● **DO THIS**
Output the lines below as a JSON array of strings, one string per line, omitting blank lines.

● **ENTRIES SHOWN**
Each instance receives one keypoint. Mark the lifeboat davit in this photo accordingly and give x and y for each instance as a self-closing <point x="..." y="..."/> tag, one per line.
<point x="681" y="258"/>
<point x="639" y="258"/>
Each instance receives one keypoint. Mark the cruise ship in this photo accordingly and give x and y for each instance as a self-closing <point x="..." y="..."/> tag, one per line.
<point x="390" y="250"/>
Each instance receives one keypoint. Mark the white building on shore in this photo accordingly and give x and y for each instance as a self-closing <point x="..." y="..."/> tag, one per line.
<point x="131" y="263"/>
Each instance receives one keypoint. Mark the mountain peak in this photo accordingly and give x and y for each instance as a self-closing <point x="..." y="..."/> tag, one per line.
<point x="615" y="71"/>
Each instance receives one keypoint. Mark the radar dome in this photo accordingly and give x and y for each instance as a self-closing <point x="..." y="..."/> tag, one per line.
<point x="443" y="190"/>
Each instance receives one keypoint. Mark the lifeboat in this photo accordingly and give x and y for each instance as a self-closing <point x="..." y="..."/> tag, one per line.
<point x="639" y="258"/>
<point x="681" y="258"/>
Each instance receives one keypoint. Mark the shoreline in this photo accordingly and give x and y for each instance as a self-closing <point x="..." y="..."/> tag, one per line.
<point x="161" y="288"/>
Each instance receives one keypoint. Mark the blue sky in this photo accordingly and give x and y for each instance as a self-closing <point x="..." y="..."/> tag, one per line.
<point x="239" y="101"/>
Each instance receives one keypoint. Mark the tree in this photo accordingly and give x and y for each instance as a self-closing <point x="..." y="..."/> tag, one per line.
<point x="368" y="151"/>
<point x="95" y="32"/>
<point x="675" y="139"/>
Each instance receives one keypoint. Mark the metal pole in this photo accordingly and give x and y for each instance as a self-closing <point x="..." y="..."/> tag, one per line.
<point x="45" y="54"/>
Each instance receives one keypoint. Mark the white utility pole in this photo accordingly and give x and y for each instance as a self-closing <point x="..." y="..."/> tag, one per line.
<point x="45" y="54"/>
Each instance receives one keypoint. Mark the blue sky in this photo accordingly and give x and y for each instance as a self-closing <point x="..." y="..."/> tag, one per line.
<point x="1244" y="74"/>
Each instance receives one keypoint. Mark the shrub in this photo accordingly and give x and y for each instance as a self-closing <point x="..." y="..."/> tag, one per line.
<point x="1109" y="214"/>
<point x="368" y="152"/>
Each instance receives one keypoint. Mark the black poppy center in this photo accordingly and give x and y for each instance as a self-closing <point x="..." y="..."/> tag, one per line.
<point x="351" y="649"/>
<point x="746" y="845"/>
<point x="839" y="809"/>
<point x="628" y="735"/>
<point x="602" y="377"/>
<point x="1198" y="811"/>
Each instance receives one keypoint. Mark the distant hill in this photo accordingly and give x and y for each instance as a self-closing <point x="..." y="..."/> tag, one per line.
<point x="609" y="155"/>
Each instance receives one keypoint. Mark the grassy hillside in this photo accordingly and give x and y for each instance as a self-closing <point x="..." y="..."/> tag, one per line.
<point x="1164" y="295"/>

● **OUTPUT**
[
  "Each instance receives one keypoint. Mark the lifeboat davit in this photo accordingly and give x and y for each instance as a self-closing <point x=\"...\" y=\"...\"/> tag, one per line.",
  "<point x=\"681\" y=\"258\"/>",
  "<point x=\"639\" y=\"258\"/>",
  "Each instance receives one keypoint. Mark the cruise ship in this photo accordingly and give x and y for each instance as a self-closing <point x=\"...\" y=\"...\"/> tag, one per line.",
  "<point x=\"390\" y=\"250\"/>",
  "Each instance receives one keypoint. Mark the white building on shore in this photo accordingly and give x and y for each instance as a self-closing <point x=\"...\" y=\"...\"/> tag, one per line.",
  "<point x=\"131\" y=\"263\"/>",
  "Each instance receives one keypoint. Mark the mountain peak in this photo accordingly and give x and y for each instance as a self-closing <point x=\"...\" y=\"...\"/> tag, one per line.",
  "<point x=\"615\" y=\"71\"/>",
  "Each instance receives one keypoint. Mark the radar dome in this photo accordingly and give x and y for each instance as a self-closing <point x=\"...\" y=\"...\"/> tag, one per line.",
  "<point x=\"443\" y=\"190\"/>",
  "Each instance receives one keypoint. Mark the lifeboat in this photo accordingly and give x and y for each instance as a self-closing <point x=\"...\" y=\"...\"/> tag, one per line.",
  "<point x=\"639\" y=\"258\"/>",
  "<point x=\"681\" y=\"258\"/>",
  "Each instance receives one keypoint. Mark the shoreline in this photo accordingly and give x and y for each instance as a self-closing <point x=\"...\" y=\"...\"/> tag, one per line.",
  "<point x=\"161\" y=\"288\"/>",
  "Each instance receives one keypoint. Mark the blue sky in this photo accordingly and give x and y for each instance as a self-closing <point x=\"...\" y=\"...\"/> tag, one per line.",
  "<point x=\"239\" y=\"101\"/>",
  "Each instance receives one keypoint. Mark the tree in this photo accordingly and give x and y for each instance as a self-closing <point x=\"...\" y=\"...\"/> tag, one per line.",
  "<point x=\"368\" y=\"151\"/>",
  "<point x=\"95\" y=\"32\"/>",
  "<point x=\"675\" y=\"139\"/>",
  "Each instance receives one keypoint. Mark the metal pole in this photo accordingly and give x and y for each instance as a self-closing <point x=\"...\" y=\"...\"/> tag, one per line.",
  "<point x=\"45\" y=\"54\"/>",
  "Each instance receives one keypoint. Mark the white utility pole in this photo accordingly and give x and y for each instance as a self-closing <point x=\"...\" y=\"...\"/> tag, one per line.",
  "<point x=\"45\" y=\"54\"/>",
  "Each instance receives one keypoint. Mark the blue sky in this photo accordingly and give x and y for each instance as a self-closing <point x=\"...\" y=\"...\"/> tag, one per line.",
  "<point x=\"1244\" y=\"74\"/>",
  "Each instance receives one keypoint. Mark the shrub in this photo accordingly and give x and y for each instance as a self-closing <point x=\"...\" y=\"...\"/> tag, one per line.",
  "<point x=\"1109\" y=\"214\"/>",
  "<point x=\"368\" y=\"152\"/>",
  "Each instance receives one keypoint. Mark the black poppy center in this photo accordingly and give x and y for each instance as a self-closing <point x=\"...\" y=\"...\"/> tag, one per line.",
  "<point x=\"351\" y=\"649\"/>",
  "<point x=\"746\" y=\"845\"/>",
  "<point x=\"839\" y=\"809\"/>",
  "<point x=\"628\" y=\"735\"/>",
  "<point x=\"602\" y=\"377\"/>",
  "<point x=\"1198\" y=\"811\"/>",
  "Each instance receives one keypoint. Mark the distant hill in this photo accordingly and give x and y for each instance as a self-closing <point x=\"...\" y=\"...\"/> tag, one per line.",
  "<point x=\"609\" y=\"155\"/>",
  "Each instance receives one keypoint. Mark the grassy hillside in this photo accordingly and give x and y for each instance as a self-closing <point x=\"...\" y=\"...\"/> tag, one per line.",
  "<point x=\"1164\" y=\"295\"/>"
]